→ **Written instruction 1**
In the passage on Kraft's business segments, what are the two international segments called?
→ **Written instruction 2**
Please carry the passage on Kraft's business segments forward from its final sentence.

Results of Operations by Business Segment

We manage and report operating results through two commercial units, Kraft North America and Kraft International. We manage Kraft North America’s operations by product category, and Kraft International’s operations by geographic location.

Kraft North America’s segments are U.S. Beverages, U.S. Cheese, U.S. Convenient Meals, U.S. Grocery, U.S. Snacks (formerly known as U.S. Snacks & Cereals) and Canada & North America Foodservice. The two international segments are European Union and Developing Markets.

Beginning in the third quarter of 2008, the results of the Post cereals business were reflected as discontinued operations on the condensed consolidated statement of earnings and prior period results were restated in a consistent manner. Refer to our Form 8-K filed with the SEC on September 19, 2008 for additional information reconciling prior period segment results to our restated segment results.

In February 2008, we announced the implementation of our new operating structure. Our new structure reflects our strategy to Rewire the Organization for Growth. Within our new structure, business units now have full P&L accountability and are staffed accordingly. This also ensures that we are putting our resources closer to where decisions are made that affect our consumers and customers. Our corporate and shared service functions continue to streamline their organizations and focus them on core activities that can more efficiently support the goals of the business units. As a result of implementing our new operating structure, we began reporting the results of operations under this new structure in the first quarter of 2008 and restated results from prior periods in a consistent manner. The changes were:

 

   

U.S. Cheese was organized as a standalone operating segment in order to create a more self-contained and integrated business unit in support of faster growth.

→ **Provided records**
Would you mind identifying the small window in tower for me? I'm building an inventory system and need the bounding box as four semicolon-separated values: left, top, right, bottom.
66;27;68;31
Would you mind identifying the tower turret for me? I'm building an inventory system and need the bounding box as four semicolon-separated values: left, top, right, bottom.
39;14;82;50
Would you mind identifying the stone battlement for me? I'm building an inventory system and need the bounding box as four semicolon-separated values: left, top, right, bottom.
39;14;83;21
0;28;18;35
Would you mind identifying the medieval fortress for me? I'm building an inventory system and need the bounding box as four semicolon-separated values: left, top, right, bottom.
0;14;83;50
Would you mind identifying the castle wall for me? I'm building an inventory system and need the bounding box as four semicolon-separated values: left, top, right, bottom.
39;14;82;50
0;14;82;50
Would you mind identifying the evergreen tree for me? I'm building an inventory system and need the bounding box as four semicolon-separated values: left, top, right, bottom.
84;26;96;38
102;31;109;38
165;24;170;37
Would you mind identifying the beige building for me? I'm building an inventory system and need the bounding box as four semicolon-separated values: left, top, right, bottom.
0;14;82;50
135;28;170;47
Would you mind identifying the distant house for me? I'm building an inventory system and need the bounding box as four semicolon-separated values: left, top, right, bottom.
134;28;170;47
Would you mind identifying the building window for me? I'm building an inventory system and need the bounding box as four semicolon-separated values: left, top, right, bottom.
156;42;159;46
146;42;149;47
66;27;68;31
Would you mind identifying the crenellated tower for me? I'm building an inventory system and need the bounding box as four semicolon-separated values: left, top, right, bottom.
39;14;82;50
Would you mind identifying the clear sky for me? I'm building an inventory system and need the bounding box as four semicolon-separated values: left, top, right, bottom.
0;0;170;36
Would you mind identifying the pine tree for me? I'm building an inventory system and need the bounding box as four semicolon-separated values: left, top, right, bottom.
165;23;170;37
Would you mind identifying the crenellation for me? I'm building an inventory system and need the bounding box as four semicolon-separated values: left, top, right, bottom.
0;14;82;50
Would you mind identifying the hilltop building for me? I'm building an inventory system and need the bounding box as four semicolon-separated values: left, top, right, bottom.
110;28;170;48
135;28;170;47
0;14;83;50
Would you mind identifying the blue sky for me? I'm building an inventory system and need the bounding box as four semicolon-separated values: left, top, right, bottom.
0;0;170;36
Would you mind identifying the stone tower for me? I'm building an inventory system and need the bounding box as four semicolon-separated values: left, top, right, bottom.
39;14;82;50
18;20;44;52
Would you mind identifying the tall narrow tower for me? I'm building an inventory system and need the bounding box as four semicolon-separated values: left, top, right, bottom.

→ **Final result 1**
European Union and Developing Markets.

→ **Final result 2**
   

Our macaroni and cheese category as well as other dinner products were moved from our U.S. Convenient Meals segment to our U.S. Grocery segment to take advantage of operating synergies.

   

Canada and North America Foodservice were structured as a standalone reportable segment. This change allows us to deliver on the unique requirements of the Canadian consumer and customer while maintaining strong North American linkages to innovation, new product development and new capabilities to drive our business. Furthermore, it allows us to manage strategic customer decisions and continue to capture cross-border sales and marketing synergies within our Foodservice operations.

On April 11, 2008, we filed a Form 8-K with the SEC related to our new operating structure. Refer to the Form 8-K for additional information reconciling our prior period reportable business segments to our new reportable business segments.

The following discussion compares our operating results of each of our reportable segments for the three months ended September 30, 2008 and 2007, and for the nine months ended September 30, 2008 and 2007.

 

29


         For the Three Months Ended
September 30,
    For the Nine Months Ended
September 30,
     
         2008     2007     2008     2007      
         (in millions; 2007 restated)     (in millions; 2007 restated)      
 

Net revenues:

          
 

Kraft North America:

          
 

U.S. Beverages

   $ 743     $ 712     $ 2,304     $ 2,277    
 

U.S. Cheese

     919       859       2,848       2,623    
 

U.S. Convenient Meals

     1,081       995       3,202       2,967    
 

U.S. Grocery

     802       757       2,506       2,411    
 

U.S. Snacks (1)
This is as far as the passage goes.